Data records
┏━━
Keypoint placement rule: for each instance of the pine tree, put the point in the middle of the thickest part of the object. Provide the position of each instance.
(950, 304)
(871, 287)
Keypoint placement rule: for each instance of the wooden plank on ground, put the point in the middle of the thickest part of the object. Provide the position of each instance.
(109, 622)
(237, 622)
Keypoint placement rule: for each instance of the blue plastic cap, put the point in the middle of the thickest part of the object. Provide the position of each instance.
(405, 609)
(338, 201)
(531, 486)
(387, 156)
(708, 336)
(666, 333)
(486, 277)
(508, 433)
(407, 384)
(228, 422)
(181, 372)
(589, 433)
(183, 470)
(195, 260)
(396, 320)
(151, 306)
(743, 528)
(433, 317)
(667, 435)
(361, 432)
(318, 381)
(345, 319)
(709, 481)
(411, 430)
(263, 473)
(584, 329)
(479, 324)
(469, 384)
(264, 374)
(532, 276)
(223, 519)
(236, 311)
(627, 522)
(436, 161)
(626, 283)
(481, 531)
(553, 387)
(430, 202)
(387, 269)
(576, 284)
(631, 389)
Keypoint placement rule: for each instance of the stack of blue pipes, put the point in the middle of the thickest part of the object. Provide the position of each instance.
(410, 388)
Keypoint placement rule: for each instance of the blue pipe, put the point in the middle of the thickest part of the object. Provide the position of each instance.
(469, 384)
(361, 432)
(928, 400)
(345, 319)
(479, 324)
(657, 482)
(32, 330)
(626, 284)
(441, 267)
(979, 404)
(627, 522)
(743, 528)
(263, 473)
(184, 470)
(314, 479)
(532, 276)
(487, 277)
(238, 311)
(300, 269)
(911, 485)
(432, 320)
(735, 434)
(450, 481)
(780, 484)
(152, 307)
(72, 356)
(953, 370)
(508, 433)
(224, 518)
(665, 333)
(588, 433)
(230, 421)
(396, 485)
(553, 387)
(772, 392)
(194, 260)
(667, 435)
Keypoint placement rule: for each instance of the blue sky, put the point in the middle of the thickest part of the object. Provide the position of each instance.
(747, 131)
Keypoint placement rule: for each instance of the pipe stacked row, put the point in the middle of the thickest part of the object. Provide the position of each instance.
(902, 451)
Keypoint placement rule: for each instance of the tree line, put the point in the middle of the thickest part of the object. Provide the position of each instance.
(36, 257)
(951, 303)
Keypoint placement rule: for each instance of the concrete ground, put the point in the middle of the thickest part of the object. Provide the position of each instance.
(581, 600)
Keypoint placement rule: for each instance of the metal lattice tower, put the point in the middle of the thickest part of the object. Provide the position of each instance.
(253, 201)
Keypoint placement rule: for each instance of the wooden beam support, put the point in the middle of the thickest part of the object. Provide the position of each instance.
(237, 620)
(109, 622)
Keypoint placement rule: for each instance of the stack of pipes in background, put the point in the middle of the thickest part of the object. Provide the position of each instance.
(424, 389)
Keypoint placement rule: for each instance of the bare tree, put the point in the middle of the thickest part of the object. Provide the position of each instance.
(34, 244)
┗━━
Assigned task
The records above must be set down again exactly as written.

Reply
Keypoint placement rule: for each instance of the pine tree, put the point in the middle of the thickest part of the object. Provide the position of each instance.
(950, 304)
(871, 287)
Keypoint placement rule: for each instance of the wooden plank on ground, put the point in the middle of the thickest part of the object. Provide the position of each instance.
(109, 622)
(237, 622)
Keypoint placement rule: for each instance of the blue plastic cap, put the point in the middle of the thickest part of the object. Provide the position of each instance.
(405, 609)
(338, 201)
(531, 486)
(387, 156)
(708, 336)
(666, 333)
(486, 277)
(508, 433)
(407, 384)
(228, 422)
(181, 372)
(589, 433)
(183, 470)
(195, 260)
(396, 320)
(151, 306)
(743, 528)
(433, 317)
(667, 435)
(361, 432)
(318, 381)
(345, 319)
(709, 481)
(411, 430)
(263, 473)
(584, 329)
(479, 324)
(469, 384)
(264, 374)
(532, 276)
(223, 519)
(236, 311)
(627, 522)
(436, 161)
(626, 283)
(481, 531)
(553, 387)
(430, 202)
(387, 269)
(576, 284)
(631, 389)
Keypoint placement rule: for each instance of the stack of blue pipes, put the point in the middle of the thickest part of the object. Provide the position of each instance.
(410, 388)
Keypoint placement rule: for each instance of the blue pipe, put the point in the middle of the thickest part of the object. Provide the position of each instance.
(469, 384)
(361, 432)
(928, 400)
(345, 319)
(479, 324)
(657, 482)
(32, 330)
(626, 284)
(441, 267)
(979, 404)
(627, 522)
(743, 528)
(263, 473)
(184, 470)
(314, 479)
(532, 276)
(487, 277)
(238, 311)
(300, 269)
(911, 485)
(432, 320)
(735, 434)
(450, 481)
(780, 484)
(152, 307)
(72, 356)
(953, 370)
(508, 433)
(224, 518)
(665, 333)
(588, 433)
(230, 421)
(396, 485)
(553, 387)
(772, 392)
(194, 260)
(667, 435)
Keypoint placement rule: for each instance of the blue sky, put the point in the middle of the thickest part of the object. Provide the position of each instance.
(747, 131)
Keypoint placement rule: for each instance of the pipe stacked row, put the point in the middle of the thickest part of the object. Provide the position of each instance.
(902, 451)
Keypoint placement rule: for each instance of the tree line, put the point in the middle of the thickest part of the object. Provide the position of each instance.
(36, 257)
(951, 303)
Keypoint placement rule: for each instance of the concrete ground, put the point in the middle of the thickest part of the object. Provide the position of each instance.
(581, 600)
Keypoint placement rule: for each instance of the metal lattice tower, put the point in the middle of the thickest part of the object. Provide the position of each instance.
(253, 201)
Keypoint placement rule: for each instance of the wooden beam support, put the point in the middle of the thickest part of the object. Provide the position of each instance.
(237, 620)
(109, 622)
Keypoint placement rule: for each instance of the stack of pipes in background, put the point in the middle of the thickest part of the object. Provide the position of each instance.
(424, 389)
Keypoint placement rule: for each instance of the bare tree, put the point in the middle of the thickest part of the object. Provide the position of each instance.
(34, 244)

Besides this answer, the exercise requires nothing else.